»»
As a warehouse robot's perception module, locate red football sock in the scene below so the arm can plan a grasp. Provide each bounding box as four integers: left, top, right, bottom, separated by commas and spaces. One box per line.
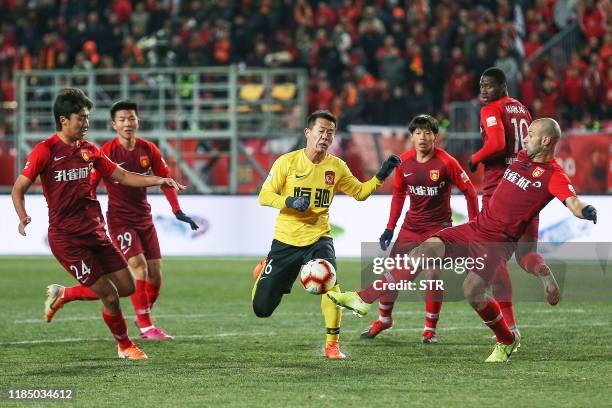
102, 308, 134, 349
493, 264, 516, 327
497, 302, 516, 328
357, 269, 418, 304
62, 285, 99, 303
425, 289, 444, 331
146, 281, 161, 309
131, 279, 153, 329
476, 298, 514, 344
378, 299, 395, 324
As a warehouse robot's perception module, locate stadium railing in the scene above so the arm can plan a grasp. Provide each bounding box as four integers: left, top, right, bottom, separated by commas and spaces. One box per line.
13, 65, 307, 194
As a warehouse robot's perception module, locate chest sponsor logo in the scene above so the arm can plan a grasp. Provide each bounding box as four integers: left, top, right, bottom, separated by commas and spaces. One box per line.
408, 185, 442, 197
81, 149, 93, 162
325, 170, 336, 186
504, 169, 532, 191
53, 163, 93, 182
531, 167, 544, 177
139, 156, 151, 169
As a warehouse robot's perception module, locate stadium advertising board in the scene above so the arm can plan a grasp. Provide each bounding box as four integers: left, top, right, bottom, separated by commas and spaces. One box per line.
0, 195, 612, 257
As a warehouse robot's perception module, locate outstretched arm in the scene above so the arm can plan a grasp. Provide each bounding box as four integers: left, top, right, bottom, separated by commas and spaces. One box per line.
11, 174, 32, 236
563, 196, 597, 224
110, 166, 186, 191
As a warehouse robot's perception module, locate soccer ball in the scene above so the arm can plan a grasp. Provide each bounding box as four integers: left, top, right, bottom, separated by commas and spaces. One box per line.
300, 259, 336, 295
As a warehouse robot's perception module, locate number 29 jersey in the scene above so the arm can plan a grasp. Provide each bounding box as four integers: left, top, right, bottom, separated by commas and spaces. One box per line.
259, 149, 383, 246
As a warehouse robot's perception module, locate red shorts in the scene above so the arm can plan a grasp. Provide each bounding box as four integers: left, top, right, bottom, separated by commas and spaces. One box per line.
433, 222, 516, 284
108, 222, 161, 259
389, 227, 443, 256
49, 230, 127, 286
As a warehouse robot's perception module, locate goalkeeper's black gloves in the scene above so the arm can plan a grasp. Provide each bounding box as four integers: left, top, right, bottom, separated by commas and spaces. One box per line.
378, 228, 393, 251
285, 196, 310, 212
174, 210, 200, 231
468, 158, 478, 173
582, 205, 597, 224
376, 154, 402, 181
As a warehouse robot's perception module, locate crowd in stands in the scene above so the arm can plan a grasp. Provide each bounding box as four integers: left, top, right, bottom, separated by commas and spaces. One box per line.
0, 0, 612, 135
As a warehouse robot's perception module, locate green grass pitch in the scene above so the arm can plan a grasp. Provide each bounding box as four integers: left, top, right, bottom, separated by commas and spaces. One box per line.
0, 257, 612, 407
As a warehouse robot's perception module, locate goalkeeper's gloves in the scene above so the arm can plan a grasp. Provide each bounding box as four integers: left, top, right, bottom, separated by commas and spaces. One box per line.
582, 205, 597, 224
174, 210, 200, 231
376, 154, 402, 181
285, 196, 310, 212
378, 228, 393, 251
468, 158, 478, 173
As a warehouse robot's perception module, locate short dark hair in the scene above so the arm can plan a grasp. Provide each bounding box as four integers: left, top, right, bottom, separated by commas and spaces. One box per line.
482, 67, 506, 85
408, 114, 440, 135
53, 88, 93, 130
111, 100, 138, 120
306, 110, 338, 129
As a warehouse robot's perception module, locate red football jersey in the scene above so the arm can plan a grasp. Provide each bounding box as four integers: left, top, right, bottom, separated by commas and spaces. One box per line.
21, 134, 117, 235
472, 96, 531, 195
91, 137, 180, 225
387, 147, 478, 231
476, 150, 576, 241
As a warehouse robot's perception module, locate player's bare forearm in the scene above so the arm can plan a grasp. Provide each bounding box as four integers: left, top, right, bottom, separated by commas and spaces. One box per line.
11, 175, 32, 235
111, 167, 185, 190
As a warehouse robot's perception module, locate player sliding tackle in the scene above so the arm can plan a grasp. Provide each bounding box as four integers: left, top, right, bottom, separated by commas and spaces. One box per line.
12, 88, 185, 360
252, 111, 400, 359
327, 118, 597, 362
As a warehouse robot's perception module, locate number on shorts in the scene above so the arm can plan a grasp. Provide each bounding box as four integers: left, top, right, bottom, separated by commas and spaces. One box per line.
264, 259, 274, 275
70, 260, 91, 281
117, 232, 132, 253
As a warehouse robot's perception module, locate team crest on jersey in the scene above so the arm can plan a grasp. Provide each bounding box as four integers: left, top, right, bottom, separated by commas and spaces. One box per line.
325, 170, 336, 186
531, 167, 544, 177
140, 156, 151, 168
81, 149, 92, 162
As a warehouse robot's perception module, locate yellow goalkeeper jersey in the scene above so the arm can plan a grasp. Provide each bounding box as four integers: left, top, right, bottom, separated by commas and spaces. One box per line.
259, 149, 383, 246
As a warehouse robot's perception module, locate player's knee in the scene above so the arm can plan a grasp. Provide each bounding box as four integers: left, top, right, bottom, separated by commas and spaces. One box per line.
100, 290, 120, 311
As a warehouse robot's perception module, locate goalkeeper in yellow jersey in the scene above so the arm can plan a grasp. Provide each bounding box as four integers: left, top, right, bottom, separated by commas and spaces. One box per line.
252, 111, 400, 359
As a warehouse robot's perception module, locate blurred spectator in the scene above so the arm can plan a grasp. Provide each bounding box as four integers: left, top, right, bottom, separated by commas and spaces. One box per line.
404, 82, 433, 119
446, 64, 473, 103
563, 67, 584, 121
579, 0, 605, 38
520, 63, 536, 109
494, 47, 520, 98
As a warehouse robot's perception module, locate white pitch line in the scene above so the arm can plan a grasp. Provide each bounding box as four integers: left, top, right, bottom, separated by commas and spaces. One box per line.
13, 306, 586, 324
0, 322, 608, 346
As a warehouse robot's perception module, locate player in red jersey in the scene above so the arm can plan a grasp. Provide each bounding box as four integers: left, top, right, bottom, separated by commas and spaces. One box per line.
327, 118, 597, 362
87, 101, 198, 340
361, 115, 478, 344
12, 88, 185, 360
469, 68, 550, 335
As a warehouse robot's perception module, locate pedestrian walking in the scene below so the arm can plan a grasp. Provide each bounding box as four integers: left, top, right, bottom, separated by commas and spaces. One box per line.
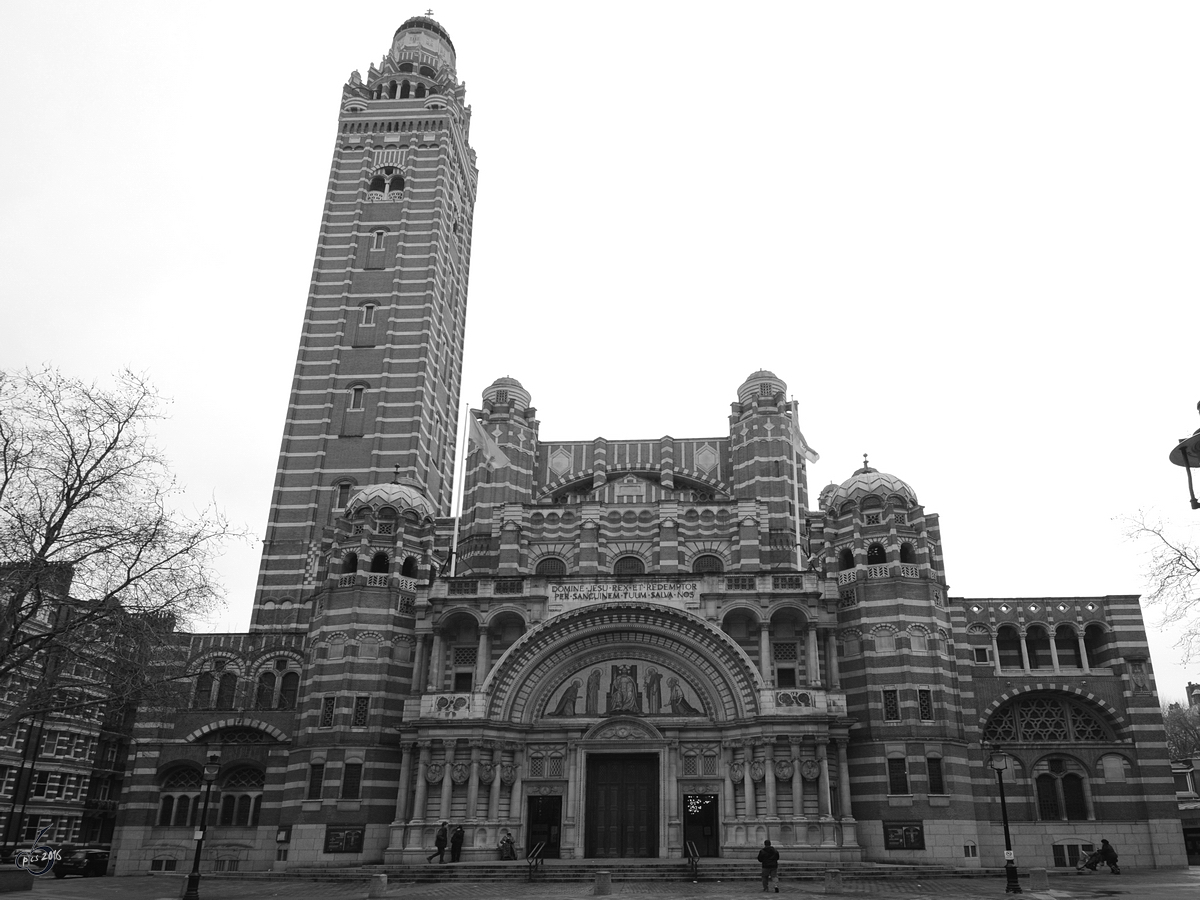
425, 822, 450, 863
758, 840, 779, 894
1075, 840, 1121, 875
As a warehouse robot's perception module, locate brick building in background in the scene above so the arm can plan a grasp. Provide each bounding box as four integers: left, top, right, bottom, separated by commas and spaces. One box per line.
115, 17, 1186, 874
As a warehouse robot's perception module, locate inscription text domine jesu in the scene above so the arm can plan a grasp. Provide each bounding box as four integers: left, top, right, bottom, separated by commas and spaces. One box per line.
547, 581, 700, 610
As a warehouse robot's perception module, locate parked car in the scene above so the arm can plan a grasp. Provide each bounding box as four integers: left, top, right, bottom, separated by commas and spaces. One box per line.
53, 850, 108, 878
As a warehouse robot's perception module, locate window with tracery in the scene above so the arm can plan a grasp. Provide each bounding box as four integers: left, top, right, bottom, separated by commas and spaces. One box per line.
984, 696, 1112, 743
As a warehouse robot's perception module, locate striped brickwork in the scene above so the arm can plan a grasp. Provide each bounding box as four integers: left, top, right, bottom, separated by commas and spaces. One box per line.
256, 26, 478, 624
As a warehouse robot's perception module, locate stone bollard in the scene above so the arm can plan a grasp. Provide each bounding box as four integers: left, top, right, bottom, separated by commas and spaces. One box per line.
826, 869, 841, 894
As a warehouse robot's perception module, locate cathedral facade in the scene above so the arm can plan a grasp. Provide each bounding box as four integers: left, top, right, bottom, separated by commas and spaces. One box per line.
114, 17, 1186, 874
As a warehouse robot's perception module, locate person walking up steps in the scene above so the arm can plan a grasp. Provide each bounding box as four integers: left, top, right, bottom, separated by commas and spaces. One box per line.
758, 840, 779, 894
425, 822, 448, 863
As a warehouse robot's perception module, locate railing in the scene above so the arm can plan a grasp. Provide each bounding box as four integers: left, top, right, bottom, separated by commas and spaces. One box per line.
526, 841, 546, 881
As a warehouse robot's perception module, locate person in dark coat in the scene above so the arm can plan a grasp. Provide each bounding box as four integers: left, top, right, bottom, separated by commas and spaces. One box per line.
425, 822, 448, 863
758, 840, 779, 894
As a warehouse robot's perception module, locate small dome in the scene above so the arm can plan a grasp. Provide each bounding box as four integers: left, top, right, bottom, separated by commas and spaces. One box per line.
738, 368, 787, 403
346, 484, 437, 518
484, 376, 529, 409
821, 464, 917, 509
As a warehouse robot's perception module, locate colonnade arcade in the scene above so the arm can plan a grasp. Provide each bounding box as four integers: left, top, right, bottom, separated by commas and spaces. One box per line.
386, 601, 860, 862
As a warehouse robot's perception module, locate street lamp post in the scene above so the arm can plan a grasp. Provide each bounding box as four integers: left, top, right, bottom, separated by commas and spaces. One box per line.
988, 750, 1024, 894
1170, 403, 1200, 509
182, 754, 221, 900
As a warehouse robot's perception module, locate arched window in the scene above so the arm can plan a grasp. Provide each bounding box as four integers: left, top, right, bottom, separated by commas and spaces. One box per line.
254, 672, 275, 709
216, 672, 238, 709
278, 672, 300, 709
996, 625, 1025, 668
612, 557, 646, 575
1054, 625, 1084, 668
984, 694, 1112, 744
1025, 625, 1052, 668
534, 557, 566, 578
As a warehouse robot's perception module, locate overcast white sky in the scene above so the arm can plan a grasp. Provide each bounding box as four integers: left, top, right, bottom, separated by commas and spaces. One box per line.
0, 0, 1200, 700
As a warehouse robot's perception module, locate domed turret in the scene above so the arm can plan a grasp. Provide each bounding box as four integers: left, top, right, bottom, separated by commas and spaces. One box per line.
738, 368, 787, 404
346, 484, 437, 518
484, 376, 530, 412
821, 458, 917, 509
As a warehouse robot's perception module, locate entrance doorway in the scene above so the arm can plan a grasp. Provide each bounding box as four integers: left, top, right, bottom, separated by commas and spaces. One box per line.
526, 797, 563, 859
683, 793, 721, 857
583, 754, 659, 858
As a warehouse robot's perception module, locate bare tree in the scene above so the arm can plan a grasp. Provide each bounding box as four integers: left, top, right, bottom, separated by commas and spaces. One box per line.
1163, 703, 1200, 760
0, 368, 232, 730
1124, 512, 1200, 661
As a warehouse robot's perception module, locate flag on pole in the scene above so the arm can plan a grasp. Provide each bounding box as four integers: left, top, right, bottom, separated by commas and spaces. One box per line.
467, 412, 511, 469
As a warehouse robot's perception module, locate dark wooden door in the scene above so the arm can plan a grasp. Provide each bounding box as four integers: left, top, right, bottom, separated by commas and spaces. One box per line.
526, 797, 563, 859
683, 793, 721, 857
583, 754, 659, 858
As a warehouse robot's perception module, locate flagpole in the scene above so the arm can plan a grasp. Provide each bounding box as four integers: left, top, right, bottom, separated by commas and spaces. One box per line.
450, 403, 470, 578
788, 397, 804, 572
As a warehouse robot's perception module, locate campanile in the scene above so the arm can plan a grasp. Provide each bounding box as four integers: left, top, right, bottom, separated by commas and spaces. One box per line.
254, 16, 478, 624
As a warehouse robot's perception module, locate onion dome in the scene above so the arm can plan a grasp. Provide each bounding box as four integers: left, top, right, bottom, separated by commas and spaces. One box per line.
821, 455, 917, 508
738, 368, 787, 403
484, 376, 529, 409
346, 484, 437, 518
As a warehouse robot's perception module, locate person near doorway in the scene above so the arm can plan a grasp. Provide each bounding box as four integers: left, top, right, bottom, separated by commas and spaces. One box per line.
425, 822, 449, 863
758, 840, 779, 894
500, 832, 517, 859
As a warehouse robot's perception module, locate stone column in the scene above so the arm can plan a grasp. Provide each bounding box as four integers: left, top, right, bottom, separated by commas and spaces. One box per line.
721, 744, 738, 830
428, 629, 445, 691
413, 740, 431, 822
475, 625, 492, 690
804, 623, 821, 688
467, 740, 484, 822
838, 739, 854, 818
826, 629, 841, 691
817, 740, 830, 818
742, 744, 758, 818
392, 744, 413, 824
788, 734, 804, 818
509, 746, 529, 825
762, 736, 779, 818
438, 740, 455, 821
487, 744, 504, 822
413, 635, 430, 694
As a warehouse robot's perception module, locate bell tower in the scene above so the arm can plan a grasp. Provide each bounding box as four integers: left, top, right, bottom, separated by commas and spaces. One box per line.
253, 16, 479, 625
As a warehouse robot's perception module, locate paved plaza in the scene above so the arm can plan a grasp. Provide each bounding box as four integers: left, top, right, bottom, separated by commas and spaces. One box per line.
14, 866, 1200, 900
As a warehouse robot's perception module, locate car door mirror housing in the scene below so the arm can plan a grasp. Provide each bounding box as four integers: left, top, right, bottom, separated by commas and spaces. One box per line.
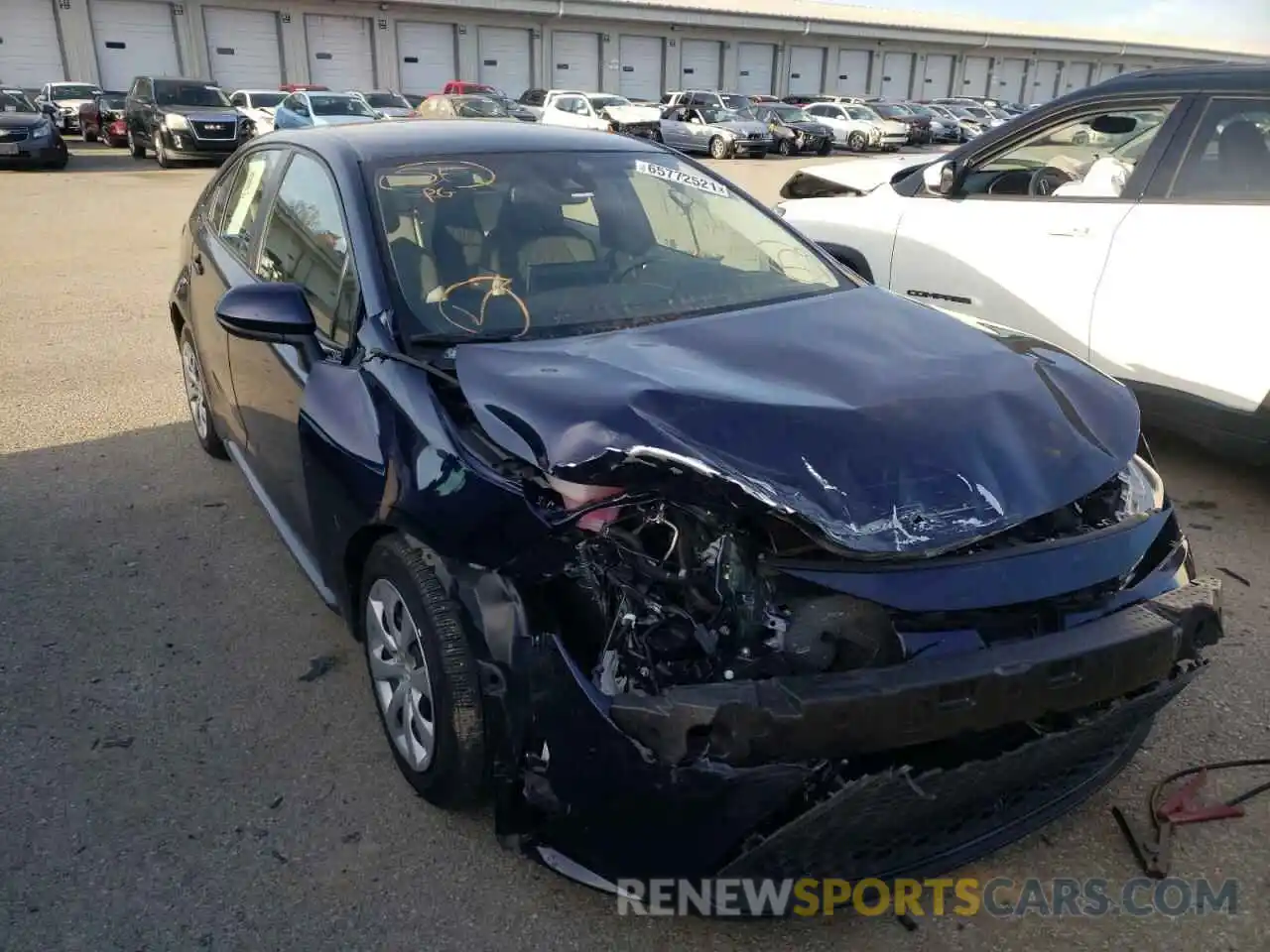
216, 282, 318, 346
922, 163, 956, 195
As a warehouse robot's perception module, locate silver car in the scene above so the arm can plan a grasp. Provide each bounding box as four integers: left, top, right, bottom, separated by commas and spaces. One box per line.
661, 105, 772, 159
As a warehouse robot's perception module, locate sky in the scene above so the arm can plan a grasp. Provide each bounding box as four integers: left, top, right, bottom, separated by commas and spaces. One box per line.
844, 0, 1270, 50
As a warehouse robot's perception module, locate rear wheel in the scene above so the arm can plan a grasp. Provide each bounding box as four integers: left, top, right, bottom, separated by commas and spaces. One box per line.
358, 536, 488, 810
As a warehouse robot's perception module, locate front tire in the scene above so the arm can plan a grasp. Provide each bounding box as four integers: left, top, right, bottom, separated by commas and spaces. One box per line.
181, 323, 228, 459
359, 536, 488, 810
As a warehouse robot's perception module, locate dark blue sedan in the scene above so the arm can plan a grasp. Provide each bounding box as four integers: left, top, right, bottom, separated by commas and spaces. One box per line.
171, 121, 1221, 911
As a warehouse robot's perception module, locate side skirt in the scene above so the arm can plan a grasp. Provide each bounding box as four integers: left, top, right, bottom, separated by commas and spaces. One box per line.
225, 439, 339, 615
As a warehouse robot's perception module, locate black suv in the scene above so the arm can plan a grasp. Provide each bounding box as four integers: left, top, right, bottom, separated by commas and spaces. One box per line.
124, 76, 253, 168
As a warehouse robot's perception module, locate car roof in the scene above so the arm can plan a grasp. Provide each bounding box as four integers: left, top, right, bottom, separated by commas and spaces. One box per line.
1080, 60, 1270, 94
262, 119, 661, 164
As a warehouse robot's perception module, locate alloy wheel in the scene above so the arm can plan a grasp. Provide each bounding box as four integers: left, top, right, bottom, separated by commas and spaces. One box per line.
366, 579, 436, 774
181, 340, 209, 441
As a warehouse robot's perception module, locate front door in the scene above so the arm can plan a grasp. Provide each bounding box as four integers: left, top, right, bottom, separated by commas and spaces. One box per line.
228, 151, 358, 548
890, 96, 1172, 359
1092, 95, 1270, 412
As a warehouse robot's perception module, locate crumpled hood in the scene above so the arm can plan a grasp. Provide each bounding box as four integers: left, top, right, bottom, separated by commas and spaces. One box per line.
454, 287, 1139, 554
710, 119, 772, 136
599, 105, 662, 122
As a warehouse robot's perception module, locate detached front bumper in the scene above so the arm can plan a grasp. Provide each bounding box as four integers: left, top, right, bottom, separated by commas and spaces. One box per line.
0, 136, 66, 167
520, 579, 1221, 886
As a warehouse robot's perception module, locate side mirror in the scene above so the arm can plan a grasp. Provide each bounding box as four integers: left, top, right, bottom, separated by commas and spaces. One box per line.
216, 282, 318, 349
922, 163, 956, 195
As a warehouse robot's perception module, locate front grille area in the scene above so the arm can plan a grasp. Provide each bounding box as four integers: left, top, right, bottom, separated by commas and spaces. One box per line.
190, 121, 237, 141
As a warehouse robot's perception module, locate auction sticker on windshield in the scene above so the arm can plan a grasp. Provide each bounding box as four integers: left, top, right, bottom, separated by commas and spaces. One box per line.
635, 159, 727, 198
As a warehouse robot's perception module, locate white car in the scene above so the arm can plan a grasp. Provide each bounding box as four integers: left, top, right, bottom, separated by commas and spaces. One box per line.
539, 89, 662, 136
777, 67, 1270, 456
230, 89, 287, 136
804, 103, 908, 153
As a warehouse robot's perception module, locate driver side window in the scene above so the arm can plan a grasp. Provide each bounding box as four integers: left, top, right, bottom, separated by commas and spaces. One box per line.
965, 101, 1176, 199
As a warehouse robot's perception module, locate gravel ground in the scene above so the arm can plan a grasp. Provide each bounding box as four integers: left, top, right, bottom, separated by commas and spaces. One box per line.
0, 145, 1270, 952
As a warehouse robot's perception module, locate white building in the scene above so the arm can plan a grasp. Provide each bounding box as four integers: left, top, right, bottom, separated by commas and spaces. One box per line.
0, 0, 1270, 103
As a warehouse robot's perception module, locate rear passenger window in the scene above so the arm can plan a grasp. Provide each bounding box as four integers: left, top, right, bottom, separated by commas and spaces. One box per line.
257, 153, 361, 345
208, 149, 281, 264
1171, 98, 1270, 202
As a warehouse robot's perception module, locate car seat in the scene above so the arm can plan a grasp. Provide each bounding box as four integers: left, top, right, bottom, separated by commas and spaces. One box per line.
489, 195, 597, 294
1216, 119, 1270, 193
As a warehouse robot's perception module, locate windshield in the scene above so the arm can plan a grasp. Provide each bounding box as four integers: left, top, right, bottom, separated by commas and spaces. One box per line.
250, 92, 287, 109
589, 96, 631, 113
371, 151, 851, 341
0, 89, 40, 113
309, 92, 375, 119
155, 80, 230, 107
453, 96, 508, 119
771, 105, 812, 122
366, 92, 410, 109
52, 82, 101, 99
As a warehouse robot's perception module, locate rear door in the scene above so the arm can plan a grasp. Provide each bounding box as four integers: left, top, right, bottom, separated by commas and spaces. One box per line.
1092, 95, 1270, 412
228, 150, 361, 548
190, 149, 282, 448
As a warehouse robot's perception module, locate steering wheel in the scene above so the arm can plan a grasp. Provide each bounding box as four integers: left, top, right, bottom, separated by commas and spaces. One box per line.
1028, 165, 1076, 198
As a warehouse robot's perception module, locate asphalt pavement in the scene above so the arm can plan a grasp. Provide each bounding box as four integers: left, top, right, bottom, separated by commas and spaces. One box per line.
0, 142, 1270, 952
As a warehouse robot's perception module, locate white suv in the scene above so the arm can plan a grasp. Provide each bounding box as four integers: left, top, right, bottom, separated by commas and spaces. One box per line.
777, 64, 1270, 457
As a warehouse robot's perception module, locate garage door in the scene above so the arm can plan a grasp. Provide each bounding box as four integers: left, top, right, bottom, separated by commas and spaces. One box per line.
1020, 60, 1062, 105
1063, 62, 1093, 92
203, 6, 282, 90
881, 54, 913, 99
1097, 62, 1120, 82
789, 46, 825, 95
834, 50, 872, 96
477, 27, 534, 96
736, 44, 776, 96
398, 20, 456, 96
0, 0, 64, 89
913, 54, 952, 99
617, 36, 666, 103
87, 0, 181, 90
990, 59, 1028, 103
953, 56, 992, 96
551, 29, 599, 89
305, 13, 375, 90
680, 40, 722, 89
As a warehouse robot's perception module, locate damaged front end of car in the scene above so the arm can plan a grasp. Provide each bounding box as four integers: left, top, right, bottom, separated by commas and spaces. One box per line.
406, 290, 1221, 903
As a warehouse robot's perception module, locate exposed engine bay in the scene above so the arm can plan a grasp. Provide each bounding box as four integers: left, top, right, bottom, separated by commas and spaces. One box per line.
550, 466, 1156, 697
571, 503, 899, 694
««
▸ THE TASK
Rewrite the section that opens with the line containing "As a warehouse robot's perception module, locate asphalt" and closes with the line containing "777, 64, 1270, 457", putting "silver suv" in place of "white suv" and leaving everything else unchanged.

▸ RIGHT ANSWER
As a warehouse robot's perception module, locate asphalt pavement in the scene above so the arm can plan a grasp. Provide each bounding box as four integers: left, top, right, bottom, separated by commas and spaces. One box per line.
0, 142, 1270, 952
As a warehouse robot's perception module, locate silver suv in the scene above so the arm can plan a grasp. Provide each bounding box as four integers: left, top, right, bottom, separated by commas and spaces. One box per line.
777, 64, 1270, 457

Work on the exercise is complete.